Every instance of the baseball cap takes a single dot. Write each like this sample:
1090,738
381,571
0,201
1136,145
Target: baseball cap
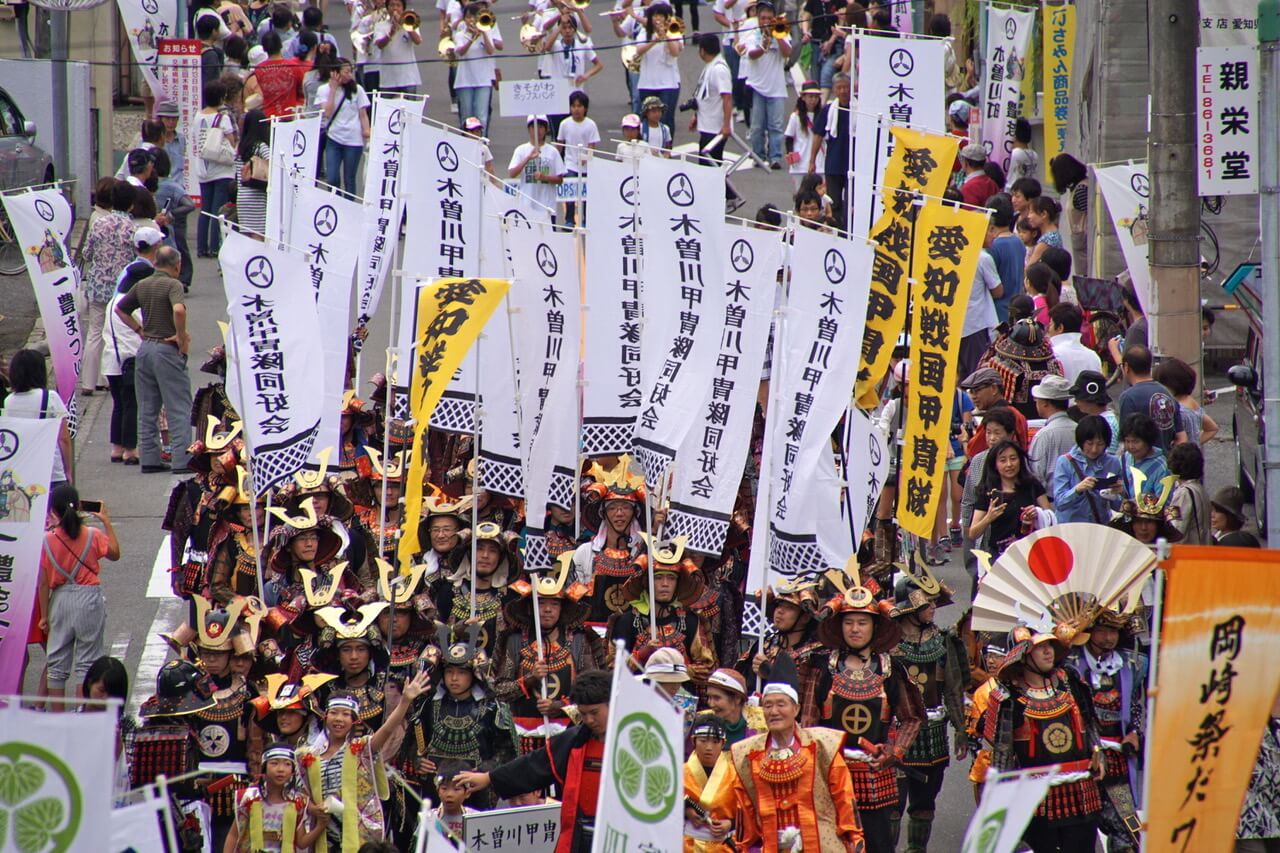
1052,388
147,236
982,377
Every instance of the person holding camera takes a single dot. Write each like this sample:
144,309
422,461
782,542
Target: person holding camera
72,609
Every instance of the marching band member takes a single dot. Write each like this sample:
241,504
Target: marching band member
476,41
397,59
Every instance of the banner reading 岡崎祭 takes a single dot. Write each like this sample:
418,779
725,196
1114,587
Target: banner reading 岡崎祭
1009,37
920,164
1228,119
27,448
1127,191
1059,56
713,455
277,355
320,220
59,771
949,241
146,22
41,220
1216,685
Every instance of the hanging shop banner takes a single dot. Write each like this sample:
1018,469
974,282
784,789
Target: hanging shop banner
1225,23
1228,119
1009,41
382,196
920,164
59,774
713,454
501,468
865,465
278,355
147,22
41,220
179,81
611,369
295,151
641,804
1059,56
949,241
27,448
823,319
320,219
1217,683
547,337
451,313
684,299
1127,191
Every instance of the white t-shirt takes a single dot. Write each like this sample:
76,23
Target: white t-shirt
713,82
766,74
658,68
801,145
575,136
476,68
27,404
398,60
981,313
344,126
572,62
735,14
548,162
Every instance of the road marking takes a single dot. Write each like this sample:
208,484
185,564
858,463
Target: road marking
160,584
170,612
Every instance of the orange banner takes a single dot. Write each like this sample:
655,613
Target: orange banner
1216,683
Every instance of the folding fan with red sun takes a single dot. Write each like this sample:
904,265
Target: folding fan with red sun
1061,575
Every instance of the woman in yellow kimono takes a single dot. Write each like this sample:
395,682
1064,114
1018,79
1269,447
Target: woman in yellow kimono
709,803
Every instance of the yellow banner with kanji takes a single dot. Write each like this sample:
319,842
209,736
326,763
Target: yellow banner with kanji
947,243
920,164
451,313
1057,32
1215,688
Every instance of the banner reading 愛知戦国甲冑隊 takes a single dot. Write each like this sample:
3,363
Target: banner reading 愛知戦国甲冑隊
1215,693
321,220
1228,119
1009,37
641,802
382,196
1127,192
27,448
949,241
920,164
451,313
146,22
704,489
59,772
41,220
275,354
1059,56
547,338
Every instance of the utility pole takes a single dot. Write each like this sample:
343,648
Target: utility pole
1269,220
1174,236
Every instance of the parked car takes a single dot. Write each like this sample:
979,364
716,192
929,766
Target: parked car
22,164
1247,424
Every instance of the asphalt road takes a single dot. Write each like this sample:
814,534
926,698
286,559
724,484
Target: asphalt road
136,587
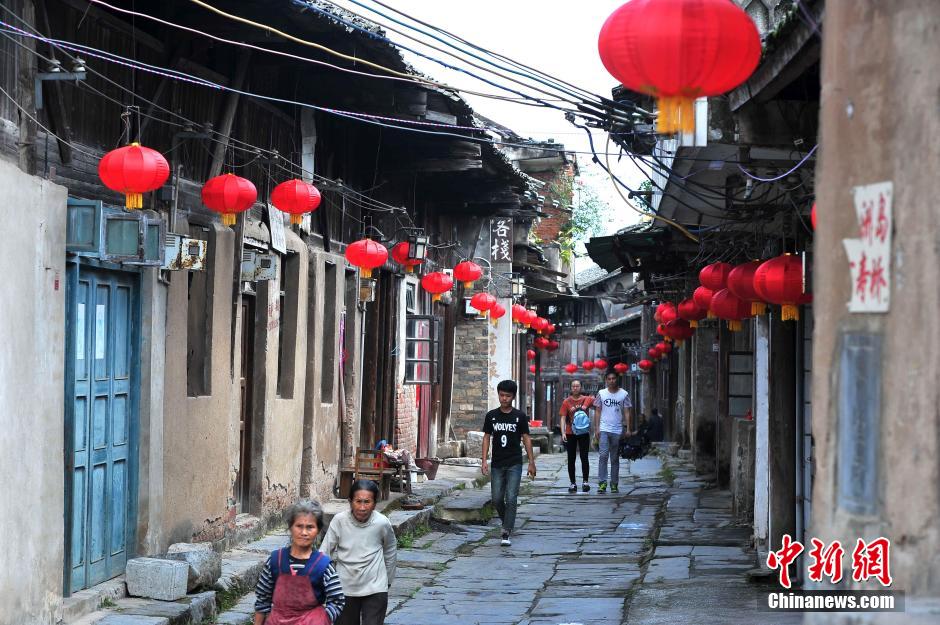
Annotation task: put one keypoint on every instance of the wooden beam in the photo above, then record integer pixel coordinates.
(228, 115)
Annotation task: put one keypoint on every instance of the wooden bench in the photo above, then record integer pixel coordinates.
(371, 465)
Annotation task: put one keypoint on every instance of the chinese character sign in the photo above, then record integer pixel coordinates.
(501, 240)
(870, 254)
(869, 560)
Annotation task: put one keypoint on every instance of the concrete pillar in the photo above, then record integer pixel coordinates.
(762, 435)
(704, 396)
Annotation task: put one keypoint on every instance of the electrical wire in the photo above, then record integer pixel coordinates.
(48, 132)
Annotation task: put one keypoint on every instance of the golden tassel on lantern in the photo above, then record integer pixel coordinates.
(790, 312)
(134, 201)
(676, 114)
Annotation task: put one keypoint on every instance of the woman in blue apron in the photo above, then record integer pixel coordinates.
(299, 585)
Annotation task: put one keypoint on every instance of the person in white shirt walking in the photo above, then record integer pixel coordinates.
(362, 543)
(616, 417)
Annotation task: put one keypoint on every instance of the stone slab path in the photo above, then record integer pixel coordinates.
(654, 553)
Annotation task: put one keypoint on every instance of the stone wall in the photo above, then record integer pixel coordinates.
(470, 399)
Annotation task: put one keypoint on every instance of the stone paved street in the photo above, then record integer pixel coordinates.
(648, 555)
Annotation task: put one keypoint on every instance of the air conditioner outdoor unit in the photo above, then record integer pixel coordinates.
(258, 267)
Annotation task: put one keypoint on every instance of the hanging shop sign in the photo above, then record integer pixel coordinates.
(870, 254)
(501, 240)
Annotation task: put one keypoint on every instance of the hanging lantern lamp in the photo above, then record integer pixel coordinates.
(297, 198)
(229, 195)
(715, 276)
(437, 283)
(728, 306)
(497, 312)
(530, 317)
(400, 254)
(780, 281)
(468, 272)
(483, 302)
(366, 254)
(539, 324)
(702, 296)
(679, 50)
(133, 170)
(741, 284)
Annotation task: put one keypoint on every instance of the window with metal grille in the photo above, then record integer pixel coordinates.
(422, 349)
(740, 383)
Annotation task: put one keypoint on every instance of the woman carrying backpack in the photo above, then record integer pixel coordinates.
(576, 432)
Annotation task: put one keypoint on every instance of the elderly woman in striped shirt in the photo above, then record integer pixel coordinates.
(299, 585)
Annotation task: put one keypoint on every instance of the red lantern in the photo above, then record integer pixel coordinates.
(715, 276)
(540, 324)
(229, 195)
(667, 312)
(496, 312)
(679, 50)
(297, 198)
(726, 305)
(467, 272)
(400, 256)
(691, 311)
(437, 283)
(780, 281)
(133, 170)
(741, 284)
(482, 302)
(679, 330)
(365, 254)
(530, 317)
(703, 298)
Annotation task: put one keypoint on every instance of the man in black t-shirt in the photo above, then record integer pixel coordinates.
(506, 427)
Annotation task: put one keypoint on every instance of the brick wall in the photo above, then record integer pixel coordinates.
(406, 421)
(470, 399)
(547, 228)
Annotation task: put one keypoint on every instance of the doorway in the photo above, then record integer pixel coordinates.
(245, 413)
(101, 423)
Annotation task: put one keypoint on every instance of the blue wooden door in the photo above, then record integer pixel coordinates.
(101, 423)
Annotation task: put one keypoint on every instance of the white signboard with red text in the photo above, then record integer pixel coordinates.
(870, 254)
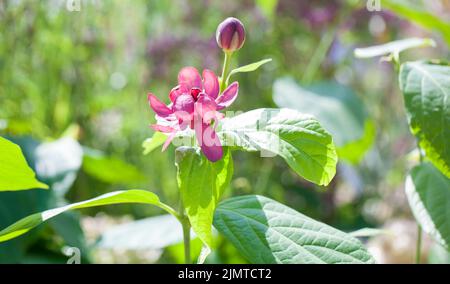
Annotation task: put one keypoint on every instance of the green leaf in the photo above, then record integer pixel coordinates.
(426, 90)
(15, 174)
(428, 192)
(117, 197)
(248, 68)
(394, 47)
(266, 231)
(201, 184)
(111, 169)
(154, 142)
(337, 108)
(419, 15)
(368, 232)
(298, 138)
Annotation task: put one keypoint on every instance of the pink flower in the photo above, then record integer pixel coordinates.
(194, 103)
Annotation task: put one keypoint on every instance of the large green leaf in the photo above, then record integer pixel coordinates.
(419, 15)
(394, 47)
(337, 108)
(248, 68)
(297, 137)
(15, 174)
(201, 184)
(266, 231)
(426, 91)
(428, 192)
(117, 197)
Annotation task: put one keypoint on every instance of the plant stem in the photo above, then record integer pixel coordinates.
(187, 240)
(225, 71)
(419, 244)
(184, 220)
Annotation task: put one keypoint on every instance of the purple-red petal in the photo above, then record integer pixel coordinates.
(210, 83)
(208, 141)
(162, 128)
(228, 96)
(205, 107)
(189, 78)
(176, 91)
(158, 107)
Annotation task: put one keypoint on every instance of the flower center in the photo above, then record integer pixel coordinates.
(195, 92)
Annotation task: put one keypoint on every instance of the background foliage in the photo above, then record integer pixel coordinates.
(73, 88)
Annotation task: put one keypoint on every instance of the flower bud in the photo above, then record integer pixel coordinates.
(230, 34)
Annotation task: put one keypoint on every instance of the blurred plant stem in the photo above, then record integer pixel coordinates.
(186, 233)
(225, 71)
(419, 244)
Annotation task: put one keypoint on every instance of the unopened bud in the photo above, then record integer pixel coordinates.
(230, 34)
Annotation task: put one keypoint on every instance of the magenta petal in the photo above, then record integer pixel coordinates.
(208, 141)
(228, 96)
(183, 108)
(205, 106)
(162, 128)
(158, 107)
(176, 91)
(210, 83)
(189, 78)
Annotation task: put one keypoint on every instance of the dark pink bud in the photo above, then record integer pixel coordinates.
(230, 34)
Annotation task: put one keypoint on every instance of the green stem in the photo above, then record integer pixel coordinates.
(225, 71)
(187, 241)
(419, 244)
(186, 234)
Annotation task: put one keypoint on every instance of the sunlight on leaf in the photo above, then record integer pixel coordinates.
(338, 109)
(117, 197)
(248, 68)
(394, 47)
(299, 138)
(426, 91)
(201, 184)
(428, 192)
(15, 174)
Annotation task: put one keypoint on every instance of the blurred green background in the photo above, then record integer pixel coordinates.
.....
__Problem details__: Starting from the line with "of the unopened" and ending with the final line of the data, quote every line exactly, both ends included.

__Response below__:
Annotation task: put one keypoint on every instance of the unopened bud in the photo above, then record integer pixel coordinates.
(230, 34)
Annotation task: put one keypoint on every instance of the magenta petal in the photo above, then record integer pixel coordinates.
(208, 141)
(228, 96)
(183, 108)
(205, 106)
(162, 128)
(158, 107)
(176, 91)
(210, 83)
(189, 78)
Annotation task: put one keypoint on every instance of the dark pink bud in the photo above, then record integer pixel coordinates.
(230, 34)
Annotation task: put one keypoint on every instance of the green stem in the photo above, then record integer pixel coordinates.
(225, 71)
(187, 241)
(419, 244)
(186, 234)
Annotation task: put one keypoint on every instance of the sunlight on leaf in the photo above, then record integer pixel coordinates.
(338, 109)
(117, 197)
(248, 68)
(394, 47)
(299, 138)
(426, 91)
(201, 184)
(428, 192)
(15, 174)
Annotation task: put one keypoint on every instance of the blurred green background in the photo above, then record integer pixel coordinates.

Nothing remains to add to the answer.